What you need to do:
Reproduce all of the entries below word for word, leaving out the pictures.

Provided information:
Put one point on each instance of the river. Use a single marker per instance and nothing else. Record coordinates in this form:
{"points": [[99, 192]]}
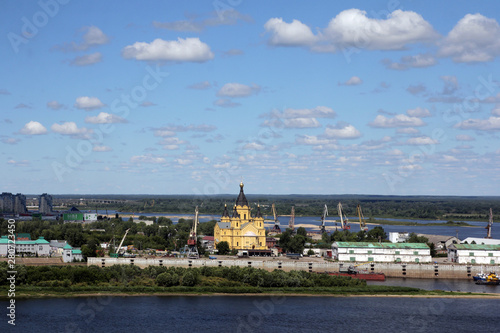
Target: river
{"points": [[253, 314]]}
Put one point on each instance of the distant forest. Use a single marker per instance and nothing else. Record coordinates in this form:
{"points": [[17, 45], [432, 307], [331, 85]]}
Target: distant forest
{"points": [[422, 207]]}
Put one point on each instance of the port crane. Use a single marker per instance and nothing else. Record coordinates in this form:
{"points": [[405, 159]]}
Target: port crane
{"points": [[362, 223], [191, 250], [322, 227], [117, 254], [490, 224], [276, 228], [344, 225]]}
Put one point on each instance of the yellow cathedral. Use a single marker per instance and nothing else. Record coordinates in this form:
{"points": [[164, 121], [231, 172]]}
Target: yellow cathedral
{"points": [[240, 230]]}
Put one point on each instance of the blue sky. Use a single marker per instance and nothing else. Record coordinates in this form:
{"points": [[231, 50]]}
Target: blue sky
{"points": [[168, 97]]}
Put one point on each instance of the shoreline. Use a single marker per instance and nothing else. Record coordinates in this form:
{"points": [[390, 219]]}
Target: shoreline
{"points": [[80, 295]]}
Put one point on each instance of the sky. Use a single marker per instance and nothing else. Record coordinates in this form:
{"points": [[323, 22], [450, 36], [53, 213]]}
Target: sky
{"points": [[290, 97]]}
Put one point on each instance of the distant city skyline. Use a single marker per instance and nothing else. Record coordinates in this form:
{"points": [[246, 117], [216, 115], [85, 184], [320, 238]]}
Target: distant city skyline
{"points": [[363, 97]]}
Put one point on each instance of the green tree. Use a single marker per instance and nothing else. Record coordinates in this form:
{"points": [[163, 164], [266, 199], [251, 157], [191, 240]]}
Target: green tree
{"points": [[223, 247]]}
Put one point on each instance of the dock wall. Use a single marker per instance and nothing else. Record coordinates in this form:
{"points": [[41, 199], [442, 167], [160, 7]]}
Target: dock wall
{"points": [[400, 270]]}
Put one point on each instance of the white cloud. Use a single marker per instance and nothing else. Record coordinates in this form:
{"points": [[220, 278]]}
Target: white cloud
{"points": [[418, 112], [148, 158], [415, 61], [399, 120], [201, 85], [475, 38], [353, 81], [55, 105], [33, 128], [407, 130], [219, 17], [88, 59], [93, 37], [102, 149], [301, 123], [490, 124], [70, 128], [344, 131], [254, 146], [352, 28], [289, 34], [105, 118], [189, 49], [422, 140], [10, 141], [226, 103], [237, 90], [311, 140], [88, 103], [463, 137]]}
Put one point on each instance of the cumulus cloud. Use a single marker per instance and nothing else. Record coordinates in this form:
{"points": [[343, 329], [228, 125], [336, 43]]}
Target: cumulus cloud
{"points": [[490, 124], [33, 128], [407, 62], [147, 158], [418, 112], [93, 36], [219, 17], [399, 120], [352, 28], [475, 38], [297, 118], [353, 81], [201, 85], [237, 90], [226, 103], [88, 59], [342, 131], [180, 50], [55, 105], [105, 118], [422, 140], [295, 33], [311, 140], [102, 149], [70, 128], [463, 137], [88, 103], [254, 146]]}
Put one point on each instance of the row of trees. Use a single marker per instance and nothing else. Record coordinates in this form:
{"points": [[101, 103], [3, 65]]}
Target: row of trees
{"points": [[126, 275]]}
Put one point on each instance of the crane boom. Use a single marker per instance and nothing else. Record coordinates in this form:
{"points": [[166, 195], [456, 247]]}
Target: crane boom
{"points": [[362, 223], [490, 224], [121, 243]]}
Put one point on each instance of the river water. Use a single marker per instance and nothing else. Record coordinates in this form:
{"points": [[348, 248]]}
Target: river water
{"points": [[253, 314]]}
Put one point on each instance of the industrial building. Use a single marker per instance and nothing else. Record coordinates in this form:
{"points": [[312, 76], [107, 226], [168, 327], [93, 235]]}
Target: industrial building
{"points": [[39, 247], [13, 204], [45, 204], [381, 252], [241, 230], [474, 254]]}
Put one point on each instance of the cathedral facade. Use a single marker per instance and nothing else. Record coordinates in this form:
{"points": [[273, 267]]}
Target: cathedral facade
{"points": [[239, 229]]}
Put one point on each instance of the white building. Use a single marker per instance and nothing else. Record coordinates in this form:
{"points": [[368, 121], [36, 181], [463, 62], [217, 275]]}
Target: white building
{"points": [[474, 254], [484, 241], [398, 237], [70, 255], [38, 247], [381, 252]]}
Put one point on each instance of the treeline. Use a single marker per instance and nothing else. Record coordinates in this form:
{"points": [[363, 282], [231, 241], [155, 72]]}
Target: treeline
{"points": [[126, 275], [424, 207], [161, 235]]}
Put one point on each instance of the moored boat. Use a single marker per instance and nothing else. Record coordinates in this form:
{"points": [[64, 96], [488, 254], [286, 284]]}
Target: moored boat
{"points": [[357, 274]]}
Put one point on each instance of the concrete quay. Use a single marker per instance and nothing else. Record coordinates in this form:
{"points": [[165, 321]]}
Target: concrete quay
{"points": [[399, 270]]}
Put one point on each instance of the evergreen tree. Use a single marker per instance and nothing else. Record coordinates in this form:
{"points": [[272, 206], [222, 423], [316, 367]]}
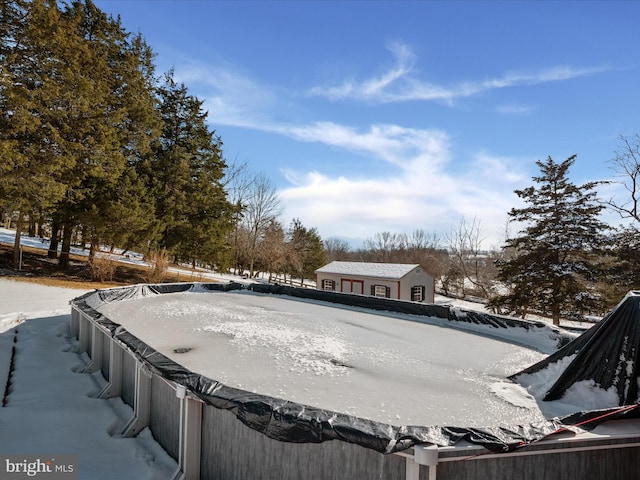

Full response:
Put one point on each instance of the river. Use a single marker per instance and nothing else. Record coordinates in this form:
{"points": [[99, 192]]}
Target: river
{"points": [[253, 314]]}
Put one point on each instance of the distant forest. Use a single marker per instance and nothing else. Record coordinates in this form:
{"points": [[17, 45], [432, 307], [331, 85]]}
Target: distant forest
{"points": [[422, 207]]}
Put one point on each instance of the port crane. Use a single marker per instance and nothing else. Record coordinates in this form:
{"points": [[405, 159]]}
Target: port crane
{"points": [[362, 223], [191, 250], [322, 227], [117, 254], [490, 224], [276, 228], [344, 225]]}
Put one point on each instance of the yellow cathedral. Use a single marker per instance and nothing else. Record coordinates in this form:
{"points": [[164, 121], [231, 172]]}
Target: yellow cathedral
{"points": [[240, 230]]}
Put one point on each instance of the blue sky. Use a single marker per instance and nothing else. Record coordinates in this form:
{"points": [[231, 50]]}
Target: blue sky
{"points": [[168, 97]]}
Put one point on each instance of the shoreline. Use a single marker per instance and nothing else. Record coordinates in this form:
{"points": [[390, 219]]}
Target: shoreline
{"points": [[80, 295]]}
Put one point on each instance of the sky. Use a single marker per instance and nothing else. Record coordinates in this form:
{"points": [[323, 22], [450, 36], [53, 213]]}
Target: sky
{"points": [[290, 97]]}
Put one point on each instance of the distant city skyline. Use a single marker per instance and nothing else. Record coordinates in this form:
{"points": [[246, 117], [216, 115], [85, 184], [320, 238]]}
Target: distant city skyline
{"points": [[363, 97]]}
Put one point on each instance of the green tree. Use a single marker per instance and nothing else. Record coordinates in this form:
{"points": [[163, 164], [266, 199], [251, 157], [191, 240]]}
Target: green tree
{"points": [[223, 247]]}
Put one point on each instance of the dock wall. Use a single marker per instance and nothing else. Record coordinates in this form:
{"points": [[41, 199], [442, 167], [160, 7]]}
Target: dock wall
{"points": [[400, 270]]}
Put one point on each instance of the white cloud. Use a single marker per instance and nothing else. Record coordinates in this form:
{"points": [[220, 278]]}
Target: white cloud
{"points": [[418, 112], [148, 158], [415, 61], [399, 120], [201, 85], [475, 38], [353, 81], [55, 105], [33, 128], [407, 130], [219, 17], [88, 59], [93, 37], [102, 149], [301, 123], [490, 124], [70, 128], [344, 131], [254, 146], [352, 28], [289, 34], [105, 118], [189, 49], [422, 140], [10, 141], [226, 103], [237, 90], [311, 140], [88, 103], [463, 137]]}
Put one point on each instance of the cumulus cloud. Use a single marker per instance and nothing else. Record coordinates in this form:
{"points": [[343, 329], [228, 125], [336, 43]]}
Target: cumulus cloud
{"points": [[490, 124], [33, 128], [407, 62], [147, 158], [418, 112], [93, 36], [219, 17], [399, 120], [352, 28], [475, 38], [297, 118], [353, 81], [201, 85], [237, 90], [226, 103], [88, 59], [342, 131], [180, 50], [55, 105], [105, 118], [422, 140], [295, 33], [311, 140], [102, 149], [70, 128], [463, 137], [88, 103], [254, 146]]}
Put one point on each instance of the row of trees. Use a single marker per instance and nothing else. Record coordinates in this form:
{"points": [[101, 103], [3, 65]]}
Target: row of trees
{"points": [[126, 275]]}
Put one point on each instance of the crane boom. Use a single marker per instance and nothing else. Record coordinates in this form:
{"points": [[166, 195], [456, 247]]}
Target: crane boom
{"points": [[362, 223], [490, 224], [121, 243]]}
Put one point on each instance of the river water. Use a single marker per instance and nothing else. Record coordinates in this form:
{"points": [[348, 248]]}
Target: river water
{"points": [[253, 314]]}
Put one point on each instance of the industrial building. Use a single marker per instance and nothing else. Record coordinates in this form:
{"points": [[312, 76], [107, 226], [168, 327], [93, 235]]}
Target: industrial building
{"points": [[39, 247], [13, 204], [45, 204], [381, 252], [241, 230], [474, 254]]}
Put one point on each instance of the cathedral facade. Use a single marker per instance and nothing else. Record coordinates in this form:
{"points": [[273, 267]]}
Target: cathedral facade
{"points": [[239, 229]]}
Put one point on each instance of the white building. Use a single marker per instance and nothing else. Record coordinates in this form:
{"points": [[368, 121], [36, 181], [463, 62], [217, 275]]}
Target: white building
{"points": [[474, 254], [484, 241], [398, 237], [70, 255], [38, 247], [381, 252]]}
Put one point on each instance of the treeline. Use a single marker per instance and nothing else. Record coordinates in this form:
{"points": [[363, 282], [231, 241], [155, 72]]}
Target: treeline
{"points": [[126, 275], [424, 207], [161, 235]]}
Put one point on each instance of the moored boat. Use a single marker per instance and nothing else. Record coordinates in this form:
{"points": [[64, 96], [488, 254], [286, 284]]}
Target: moored boat
{"points": [[357, 274]]}
Put one point on each instance of the concrete quay. Use a single marker per instance and nothing else. Record coordinates in this form:
{"points": [[165, 321]]}
Target: concrete quay
{"points": [[399, 270]]}
Put one point on each instance of the evergreen tree. Use a single marker per instance and nothing else. Record coordinates in this form:
{"points": [[272, 206], [222, 423], [316, 367]]}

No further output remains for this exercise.